Hemp innovators join Climate-KIC Accelerator 2 at ECCI

28 September 2017

Two innovative companies who are using hemp to transform buildings and fashion have joined the second phase of the renowned Climate-KIC Accelerator programme which kicks off today (Thursday 28 September 2017) at ECCI.

Scott Simpson of Industrial Nature, who make building blocks and insulation from hemp crops, and Sam Whitten, whose company Hemp Eyewear is hoping to displace plastic frames with a sustainable alternative, join six of the companies who took part in Accelerator Stage 1 earlier this year.

All eight low carbon start-ups on the programme will receive dedicated coaching, workshops and funding of up to 20,000 euros to validate their business model with customers.

Industrial Nature Managing Director Scott Simpson said: “Winning a place on the Climate-KIC Accelerator is a really great opportunity on lots of different levels.

“I don’t have a formal business background so it’s really useful for me to have that commercial guidance.

“And it can be lonely starting out as an entrepreneur, so having the chance to work with other people who share the same values – whilst also keeping our focus on profit – is great.

“ECCI is a really exciting innovation centre and being based here is really useful for networking.”

Product Design graduate Sam Whitten, Founding Director of Hemp Eyewear, said: “It’s amazing to be a part of the Accelerator.

"I’ve worked so hard for three years – so I’m very relieved and very excited to receive funding to take the business to the next level.

“Hemp is the most renewable resource on Earth – and we wanted to do something with it that hadn’t been done before. We want to develop other accessories and fashion lines too.

“Low carbon is what I’m about so it’s brilliant working at ECCI.”

The companies taking part in Climate-KIC Accelerator Stage 2 at ECCI are:


A distributed energy management system aggregating capacity from local heat pumps to provide heat and hot water at lower costs. Founder Jim Laidlaw is a successful entrepreneur from the oil and gas industry who now wants to make a difference by accelerating the adoption of renewable power generation.



Clean Water Wave

This company’s product is the CAFÉ (Clean Aqua for Everyone) filter, a robust water filter made from upcycled glass that can be provided to NGOs. The aim is that the filter will be used to sell affordable, clean water for profit that can be reinvested to help local develop social enterprises for sustainable development. Founder Stephanie Terreni Brown says she dreams of providing clean, safe water to 10 million people in the next 10 years.

§ DATA
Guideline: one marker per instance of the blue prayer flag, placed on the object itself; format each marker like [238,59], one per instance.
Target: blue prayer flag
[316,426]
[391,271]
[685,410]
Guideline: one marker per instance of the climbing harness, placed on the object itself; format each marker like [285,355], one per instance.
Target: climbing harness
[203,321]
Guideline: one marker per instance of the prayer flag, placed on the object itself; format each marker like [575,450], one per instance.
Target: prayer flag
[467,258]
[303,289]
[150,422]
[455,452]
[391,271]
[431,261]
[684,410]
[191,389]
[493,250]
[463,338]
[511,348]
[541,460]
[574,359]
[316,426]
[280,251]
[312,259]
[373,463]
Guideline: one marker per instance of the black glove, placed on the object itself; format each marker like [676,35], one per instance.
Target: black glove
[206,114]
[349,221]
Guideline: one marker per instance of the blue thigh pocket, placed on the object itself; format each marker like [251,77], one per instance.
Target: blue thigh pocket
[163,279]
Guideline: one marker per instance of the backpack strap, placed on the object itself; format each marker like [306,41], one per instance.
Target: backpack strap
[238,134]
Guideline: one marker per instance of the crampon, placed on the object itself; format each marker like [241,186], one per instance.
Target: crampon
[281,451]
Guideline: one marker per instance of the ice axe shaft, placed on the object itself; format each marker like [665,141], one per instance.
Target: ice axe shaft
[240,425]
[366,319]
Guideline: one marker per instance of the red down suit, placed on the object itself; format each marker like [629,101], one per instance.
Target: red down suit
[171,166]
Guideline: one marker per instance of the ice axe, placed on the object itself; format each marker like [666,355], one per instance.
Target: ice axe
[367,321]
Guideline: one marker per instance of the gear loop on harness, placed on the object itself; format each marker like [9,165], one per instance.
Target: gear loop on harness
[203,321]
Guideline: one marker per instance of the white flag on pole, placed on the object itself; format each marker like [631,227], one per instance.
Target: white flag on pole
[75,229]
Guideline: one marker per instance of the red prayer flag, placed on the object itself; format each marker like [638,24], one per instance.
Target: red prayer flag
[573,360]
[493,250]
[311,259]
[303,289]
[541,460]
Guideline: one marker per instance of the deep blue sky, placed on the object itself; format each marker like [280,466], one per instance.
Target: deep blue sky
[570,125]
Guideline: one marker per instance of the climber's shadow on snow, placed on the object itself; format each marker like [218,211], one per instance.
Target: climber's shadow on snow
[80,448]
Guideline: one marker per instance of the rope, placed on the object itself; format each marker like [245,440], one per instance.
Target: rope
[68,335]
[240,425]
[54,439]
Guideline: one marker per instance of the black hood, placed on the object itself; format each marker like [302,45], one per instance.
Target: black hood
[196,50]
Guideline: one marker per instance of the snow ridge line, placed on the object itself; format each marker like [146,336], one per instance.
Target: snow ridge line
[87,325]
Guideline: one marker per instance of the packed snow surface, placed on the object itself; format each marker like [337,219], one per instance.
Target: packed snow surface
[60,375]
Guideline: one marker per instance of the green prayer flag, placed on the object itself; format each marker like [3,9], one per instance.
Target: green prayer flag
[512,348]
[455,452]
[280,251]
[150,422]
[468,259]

§ BRIEF
Rename "Founding Director" to "Founder" in everything from "Product Design graduate" down to "renewable power generation." in the article on the hemp innovators, and give that part again. The entries are not needed for this work.

§ ANSWER
Product Design graduate Sam Whitten, Founder of Hemp Eyewear, said: “It’s amazing to be a part of the Accelerator.

"I’ve worked so hard for three years – so I’m very relieved and very excited to receive funding to take the business to the next level.

“Hemp is the most renewable resource on Earth – and we wanted to do something with it that hadn’t been done before. We want to develop other accessories and fashion lines too.

“Low carbon is what I’m about so it’s brilliant working at ECCI.”

The companies taking part in Climate-KIC Accelerator Stage 2 at ECCI are:


A distributed energy management system aggregating capacity from local heat pumps to provide heat and hot water at lower costs. Founder Jim Laidlaw is a successful entrepreneur from the oil and gas industry who now wants to make a difference by accelerating the adoption of renewable power generation.